What the task asks: Transcribe the listing verbatim. Do not carry over any pictures.

Dataset rows
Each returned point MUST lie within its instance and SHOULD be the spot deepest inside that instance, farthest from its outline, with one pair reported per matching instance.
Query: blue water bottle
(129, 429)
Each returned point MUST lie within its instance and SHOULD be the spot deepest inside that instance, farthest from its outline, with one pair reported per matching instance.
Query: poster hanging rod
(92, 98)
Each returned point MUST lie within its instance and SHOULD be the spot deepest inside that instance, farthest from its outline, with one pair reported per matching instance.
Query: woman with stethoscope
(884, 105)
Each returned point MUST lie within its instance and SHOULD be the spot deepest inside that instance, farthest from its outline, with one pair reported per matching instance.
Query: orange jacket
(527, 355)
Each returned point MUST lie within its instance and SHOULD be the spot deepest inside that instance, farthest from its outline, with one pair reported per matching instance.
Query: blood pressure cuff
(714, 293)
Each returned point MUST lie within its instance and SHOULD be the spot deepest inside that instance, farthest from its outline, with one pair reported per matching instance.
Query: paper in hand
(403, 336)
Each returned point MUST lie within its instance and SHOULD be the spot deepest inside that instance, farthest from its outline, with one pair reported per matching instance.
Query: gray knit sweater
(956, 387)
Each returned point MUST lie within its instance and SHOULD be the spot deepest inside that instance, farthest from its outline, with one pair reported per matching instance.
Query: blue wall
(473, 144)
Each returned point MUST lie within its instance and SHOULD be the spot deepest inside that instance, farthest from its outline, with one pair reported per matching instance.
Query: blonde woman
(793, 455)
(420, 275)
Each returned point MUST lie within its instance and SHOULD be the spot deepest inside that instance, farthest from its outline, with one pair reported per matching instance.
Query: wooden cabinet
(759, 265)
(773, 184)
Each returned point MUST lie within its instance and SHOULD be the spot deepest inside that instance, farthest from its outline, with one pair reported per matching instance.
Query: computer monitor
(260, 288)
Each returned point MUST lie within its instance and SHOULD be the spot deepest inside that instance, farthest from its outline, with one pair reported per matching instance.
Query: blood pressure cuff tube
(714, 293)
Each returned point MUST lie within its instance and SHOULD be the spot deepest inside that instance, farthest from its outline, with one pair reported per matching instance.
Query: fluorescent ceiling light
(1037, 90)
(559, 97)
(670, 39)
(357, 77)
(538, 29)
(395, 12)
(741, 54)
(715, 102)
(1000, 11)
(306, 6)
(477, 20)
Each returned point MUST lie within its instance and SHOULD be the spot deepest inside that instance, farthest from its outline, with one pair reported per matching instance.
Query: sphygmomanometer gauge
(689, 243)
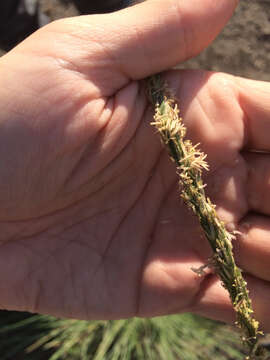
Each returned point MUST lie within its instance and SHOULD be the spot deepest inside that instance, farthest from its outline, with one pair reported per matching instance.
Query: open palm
(91, 221)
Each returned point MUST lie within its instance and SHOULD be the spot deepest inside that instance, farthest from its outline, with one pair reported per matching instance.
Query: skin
(92, 226)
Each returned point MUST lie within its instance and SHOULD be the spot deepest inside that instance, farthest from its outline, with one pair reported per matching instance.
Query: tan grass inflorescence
(190, 162)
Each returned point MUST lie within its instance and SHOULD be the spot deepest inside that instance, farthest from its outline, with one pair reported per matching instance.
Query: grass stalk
(190, 163)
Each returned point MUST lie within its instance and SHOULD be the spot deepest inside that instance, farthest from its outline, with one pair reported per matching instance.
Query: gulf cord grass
(190, 162)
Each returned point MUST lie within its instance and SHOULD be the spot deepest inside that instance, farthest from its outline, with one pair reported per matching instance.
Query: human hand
(91, 222)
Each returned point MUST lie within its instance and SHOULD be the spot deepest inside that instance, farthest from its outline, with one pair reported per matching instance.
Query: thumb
(136, 42)
(158, 34)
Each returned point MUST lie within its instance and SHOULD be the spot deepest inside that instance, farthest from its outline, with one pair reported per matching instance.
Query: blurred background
(243, 48)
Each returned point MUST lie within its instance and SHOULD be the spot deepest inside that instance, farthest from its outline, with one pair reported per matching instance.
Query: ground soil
(243, 48)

Problem solution:
Each returned point MUST lie within its instance and SHOULD be the spot deepest inside that instance, farthest from its outline, with one pair reported per matching instance.
Query: blue water bottle
(129, 429)
Each returned point MUST lie within its instance and SHOULD be the spot deepest inside that instance, farthest from its outline, with one pair reported per matching instance.
Query: poster hanging rod
(92, 98)
Each returned point MUST lie within its instance and SHOULD be the spot deepest inside that instance, farthest from its outline, with one pair reported per matching instance.
Query: woman with stethoscope
(884, 105)
Each returned point MUST lie within its instance and SHOULD be the spot deepest inside that instance, farthest from its outline, with one pair reported per matching instance.
Query: orange jacket
(527, 355)
Each returned point MUST lie within its instance and SHOULD be the spot deepest inside that instance, farthest from its outline, with one pair reported per matching instance.
Query: blood pressure cuff
(714, 293)
Each returned point MUST lie within its instance and SHOULD be the spot deepest inside that instance, farthest from its outline, with one pair reported per matching instance.
Query: paper in hand
(403, 336)
Each returned point MUST lie within its instance and SHOULD be the spot deepest inside that instance, farthest from its outline, with one pair reported per matching instance.
Query: gray knit sweater
(956, 387)
Each returned point MUST lie within its instance and SHOULD be the spot deepest inside that instance, farthest from its outline, with one pair reported per matching instance.
Query: blue wall
(473, 144)
Each returned point MUST lie within its instance and SHOULD be the spot deepest inside that instance, farthest from its outline, with one pair reported per matching instance.
Query: blonde woman
(793, 455)
(420, 275)
Each returned point MUST lie within its instance and SHOULD be the spot deepest inside that instance, farthest from its outline, with one pair reported per matching instance.
Query: wooden cabinet
(759, 265)
(773, 184)
Each returned point MUST lie within its instance and SHOULD be the spot deepest inside that instance, farthest from its outline, with one pair reported per matching instance.
Query: computer monitor
(260, 288)
Each returned point MUST lie within its instance and SHOULD be the spot deepest inside that instance, farthest from its outline, with one pair reported per matching instance.
Query: blood pressure cuff tube
(714, 293)
Each returned point MUST lie within its instance and SHOULD be the spot deepest inside that instance, farthest from its outline, with one pair reported per matching instance.
Query: fluorescent ceiling light
(1037, 90)
(559, 97)
(670, 39)
(357, 77)
(538, 29)
(395, 12)
(741, 54)
(715, 102)
(1000, 11)
(306, 6)
(477, 20)
Each returned point MUST lie within its instance and SHOULD be the spot deepest inside that instance, farthest from its outline, with one pair reported per matching instance.
Query: sphygmomanometer gauge
(689, 243)
Each returned point MUST lie within its instance and SHOULD be the spot deepest inside that instance, farthest from its outline, with one pair reported per matching instance.
Query: open palm
(91, 221)
Each returned point MUST lie within its instance and SHOULD be the spot deepest inside that instance, farthest from its outline, with one pair reported per matching instance.
Query: skin
(92, 226)
Each returned point MUST lie within its instance and SHOULD be the spot deepest inside that instance, farthest from its outline, with one pair reported per matching instance.
Query: tan grass inflorescence
(190, 162)
Each returned point MUST lie within its instance and SHOULD be the spot deepest inside that instance, farthest from its outline, with one pair reported per matching instance.
Query: grass stalk
(190, 163)
Each returned point MUST lie within its instance and SHOULD be the spot deepest inside that instance, farthest from its outline, with one pair reported per matching instance.
Query: gulf cord grass
(190, 162)
Each returned point MUST lie within its instance and SHOULD be the spot deepest inside that instance, farthest from its outline, with one pair reported per matching instance.
Query: human hand
(91, 222)
Each returned point MUST lie within its instance and SHOULD be the spot deepest inside that instance, farthest from its outline, with one pair reported per matching instance.
Query: thumb
(136, 42)
(158, 34)
Each returned point MUST lie within its instance and SHOULD be the spot deepest inside that instance, farthest from its outline, with one pair reported per matching instance.
Query: blurred background
(243, 48)
Each returned point MUST lie within its instance and SHOULD be the spot deepest inside that instance, farthest from its outline, with one pair reported per matching instance.
Query: ground soil
(243, 48)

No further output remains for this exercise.